═══ DATA TO EXAMINE

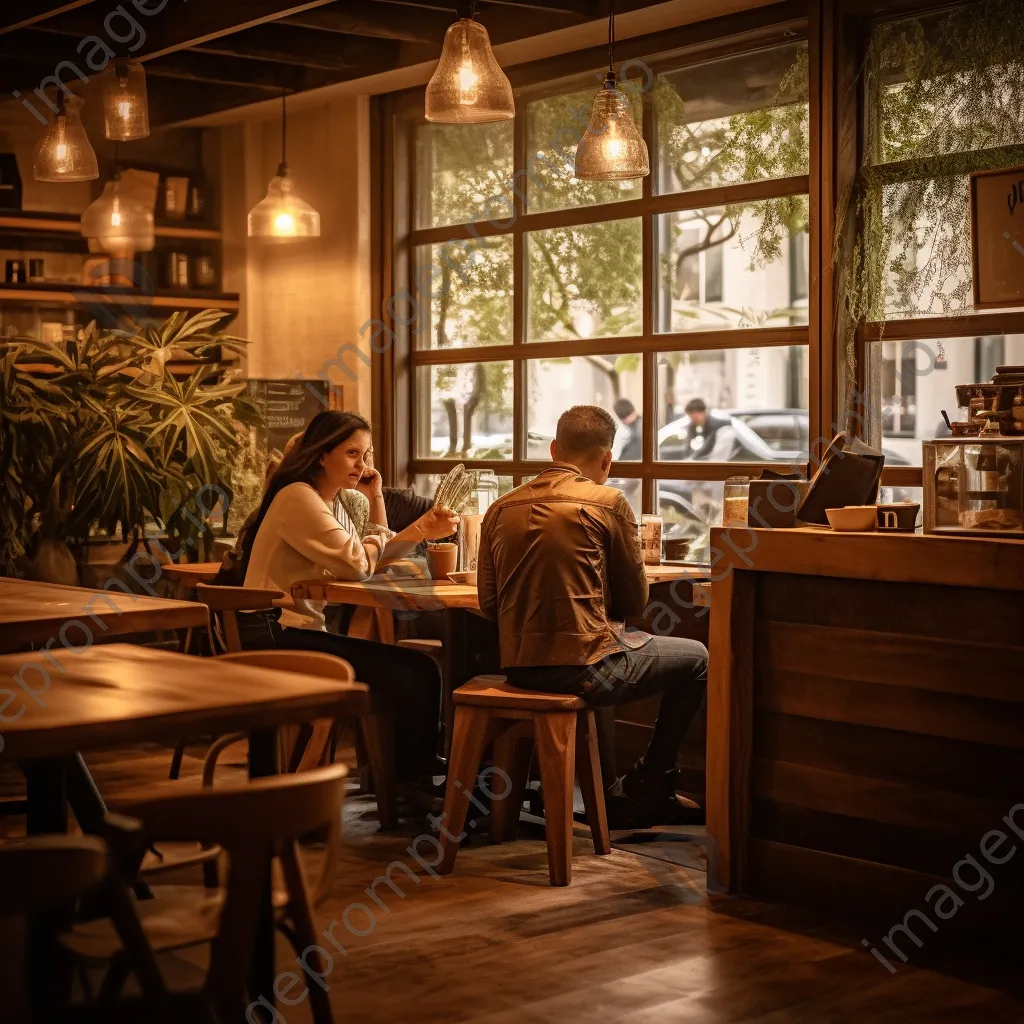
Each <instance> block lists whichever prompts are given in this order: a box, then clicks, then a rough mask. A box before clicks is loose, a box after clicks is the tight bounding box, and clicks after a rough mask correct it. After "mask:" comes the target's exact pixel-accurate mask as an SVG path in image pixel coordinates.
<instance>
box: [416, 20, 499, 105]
mask: <svg viewBox="0 0 1024 1024" xmlns="http://www.w3.org/2000/svg"><path fill="white" fill-rule="evenodd" d="M475 6H476V5H475V4H473V5H472V6H471V7H470V11H469V17H461V18H459V20H458V22H456V23H455V25H453V26H450V27H449V30H447V32H445V33H444V46H443V47H442V49H441V58H440V60H438V61H437V67H436V68H435V69H434V73H433V75H432V76H431V78H430V82H429V83H428V85H427V98H426V112H425V114H426V119H427V120H428V121H436V122H439V123H440V124H454V125H461V124H480V123H482V122H485V121H509V120H511V119H512V118H514V117H515V100H514V99H513V98H512V85H511V83H510V82H509V80H508V77H507V76H506V75H505V72H503V71H502V69H501V66H500V65H499V63H498V60H497V59H496V58H495V54H494V52H493V51H492V49H490V37H489V36H488V35H487V30H486V29H484V28H483V26H482V25H480V24H479V22H475V20H473V13H474V10H475Z"/></svg>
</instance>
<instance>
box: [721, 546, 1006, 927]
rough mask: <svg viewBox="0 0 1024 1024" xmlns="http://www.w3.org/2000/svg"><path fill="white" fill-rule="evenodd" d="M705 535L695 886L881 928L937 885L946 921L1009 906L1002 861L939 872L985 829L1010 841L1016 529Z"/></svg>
mask: <svg viewBox="0 0 1024 1024" xmlns="http://www.w3.org/2000/svg"><path fill="white" fill-rule="evenodd" d="M712 548H713V551H712V571H711V577H712V612H711V638H710V649H711V673H710V679H709V692H708V833H709V887H710V888H712V889H718V890H720V891H722V890H724V891H728V892H733V893H746V894H750V895H756V896H760V897H764V898H768V899H774V900H779V901H793V902H809V903H812V904H814V905H818V906H822V905H831V906H834V907H836V908H837V909H840V910H845V911H853V912H855V913H856V914H858V915H860V914H866V915H870V916H880V915H881V916H885V915H890V916H891V918H892V921H891V922H890V924H892V923H899V922H901V921H902V920H903V916H904V914H905V913H906V912H907V911H909V910H911V909H912V908H919V909H922V910H927V909H928V907H929V904H928V903H926V900H925V897H926V894H928V893H929V892H930V890H932V887H933V886H935V885H938V884H943V883H944V884H946V885H949V886H950V887H951V888H952V889H953V890H954V891H955V892H956V894H957V895H958V896H959V897H961V898H962V899H964V900H965V901H966V903H968V904H970V910H969V911H967V912H965V913H963V914H961V916H962V918H968V916H970V914H977V913H980V912H981V911H982V910H983V911H984V912H985V913H990V914H992V915H994V918H998V919H1004V918H1007V916H1008V915H1010V916H1012V915H1013V914H1014V913H1018V914H1019V913H1020V912H1021V911H1022V909H1024V898H1022V897H1024V888H1022V886H1021V882H1020V879H1021V874H1022V872H1021V870H1020V867H1021V862H1020V859H1019V858H1018V861H1017V862H1014V863H1013V864H1004V865H1001V866H997V865H996V864H995V863H994V862H992V863H989V862H987V861H985V860H984V859H982V860H981V862H982V863H983V864H984V866H985V867H987V869H988V871H989V873H990V874H991V876H992V877H993V880H994V885H995V888H996V890H997V891H998V894H999V898H998V899H995V898H993V899H989V900H986V901H985V902H984V903H981V902H980V901H979V900H977V899H976V897H974V896H972V895H970V894H969V893H968V892H966V891H965V890H963V889H961V888H958V887H957V886H956V885H954V883H953V882H952V881H950V880H951V879H952V876H953V868H954V865H956V864H957V862H959V861H961V860H962V859H963V858H964V857H965V855H967V854H971V855H972V856H973V857H974V858H975V859H976V860H977V859H979V858H981V853H980V852H979V846H980V844H981V843H982V841H983V839H984V838H985V837H986V834H988V833H989V831H990V830H992V829H1001V830H1002V833H1005V834H1006V835H1007V836H1008V840H1007V844H1006V845H1005V847H1004V850H1002V851H1001V852H1006V851H1009V849H1010V845H1011V844H1012V843H1017V844H1018V845H1020V846H1021V847H1024V542H1021V541H1001V540H994V539H991V540H990V539H979V540H974V539H961V538H944V537H922V536H913V535H895V534H894V535H888V536H884V535H878V534H847V535H836V534H831V532H829V531H824V530H813V529H776V530H765V529H753V530H745V529H735V530H723V529H716V530H714V531H713V535H712ZM1018 804H1021V805H1022V806H1021V807H1020V810H1019V811H1018V812H1016V817H1015V821H1016V822H1017V825H1018V827H1019V828H1020V829H1021V835H1016V834H1015V833H1014V830H1013V829H1012V828H1011V826H1010V824H1008V823H1006V822H1005V821H1004V820H1002V819H1004V816H1006V815H1009V814H1010V812H1011V811H1012V809H1013V808H1014V807H1015V806H1016V805H1018ZM1022 856H1024V854H1022ZM967 870H969V868H967V867H963V868H961V872H962V873H964V872H965V871H967ZM932 916H933V918H934V914H933V915H932ZM986 920H991V919H986ZM949 928H951V926H944V929H946V930H948V929H949ZM922 931H924V932H925V934H926V935H928V938H929V939H931V933H930V931H929V930H928V929H927V928H925V929H923V930H922V929H919V934H920V933H921V932H922Z"/></svg>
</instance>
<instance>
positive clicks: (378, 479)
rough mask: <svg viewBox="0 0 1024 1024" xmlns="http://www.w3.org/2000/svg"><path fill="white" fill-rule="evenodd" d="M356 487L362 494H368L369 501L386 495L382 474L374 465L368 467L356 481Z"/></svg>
mask: <svg viewBox="0 0 1024 1024" xmlns="http://www.w3.org/2000/svg"><path fill="white" fill-rule="evenodd" d="M355 489H356V490H358V492H359V494H360V495H366V496H367V499H368V500H369V501H371V502H372V501H374V499H376V498H383V497H384V481H383V480H382V479H381V474H380V473H378V472H377V470H376V469H374V468H373V467H372V466H370V467H368V468H367V469H366V471H365V472H364V474H362V476H361V477H360V479H359V482H358V483H356V485H355Z"/></svg>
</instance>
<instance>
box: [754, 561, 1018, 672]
mask: <svg viewBox="0 0 1024 1024" xmlns="http://www.w3.org/2000/svg"><path fill="white" fill-rule="evenodd" d="M762 588H763V595H764V599H765V612H766V616H767V618H768V620H770V621H771V622H772V623H803V624H807V625H813V626H827V627H829V628H836V629H854V630H868V631H871V632H878V633H883V634H888V633H900V634H902V635H904V636H912V637H922V638H924V637H934V638H936V639H940V640H943V639H945V640H948V639H956V640H961V641H963V642H966V643H978V644H987V643H992V642H996V643H1002V642H1009V643H1010V644H1011V645H1013V644H1014V642H1015V641H1016V642H1017V643H1018V644H1021V645H1024V634H1022V630H1021V626H1022V624H1024V594H1014V593H1006V592H998V593H993V592H985V591H980V590H976V589H975V588H973V587H943V588H942V589H941V590H939V589H937V588H936V587H933V586H931V585H928V584H913V583H895V584H894V583H890V584H887V585H883V584H880V583H877V582H874V581H872V580H840V579H834V578H828V577H810V575H796V574H792V573H782V572H772V573H770V574H768V575H766V577H765V578H764V580H763V581H762ZM937 608H955V609H956V622H955V629H951V628H950V623H949V618H948V616H947V615H945V614H936V609H937ZM829 664H830V663H829Z"/></svg>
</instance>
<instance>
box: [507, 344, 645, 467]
mask: <svg viewBox="0 0 1024 1024" xmlns="http://www.w3.org/2000/svg"><path fill="white" fill-rule="evenodd" d="M573 406H600V407H601V409H605V410H607V411H608V412H609V413H610V414H611V417H612V419H613V420H614V421H615V425H616V431H615V440H614V446H613V447H612V455H613V456H614V458H615V459H616V460H621V461H623V462H632V461H638V460H640V459H641V458H642V456H643V427H642V419H641V416H640V410H641V408H642V406H643V367H642V359H641V357H640V355H639V354H638V353H633V354H629V355H579V356H572V357H571V358H564V359H530V360H529V361H528V362H527V364H526V458H527V459H543V460H548V459H550V458H551V455H550V449H551V440H552V438H553V437H554V436H555V428H556V426H557V425H558V418H559V417H560V416H561V415H562V413H564V412H565V410H567V409H571V408H572V407H573ZM638 482H639V481H638Z"/></svg>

══════

#### [EXERCISE DIRECTIONS]
Scan the listing and report each line where the word "clicks" shows up.

#### [ANSWER SECTION]
Each <instance> block lists whichever prompts are given in this order: a box, then clicks, then a rough mask. A box before clicks is loose, a box after clicks is the tight bounding box, and clicks after a rough mask correct it. After "mask:" comes the target's exact pixel-accurate mask as an SVG path in image pixel coordinates.
positive clicks: (378, 479)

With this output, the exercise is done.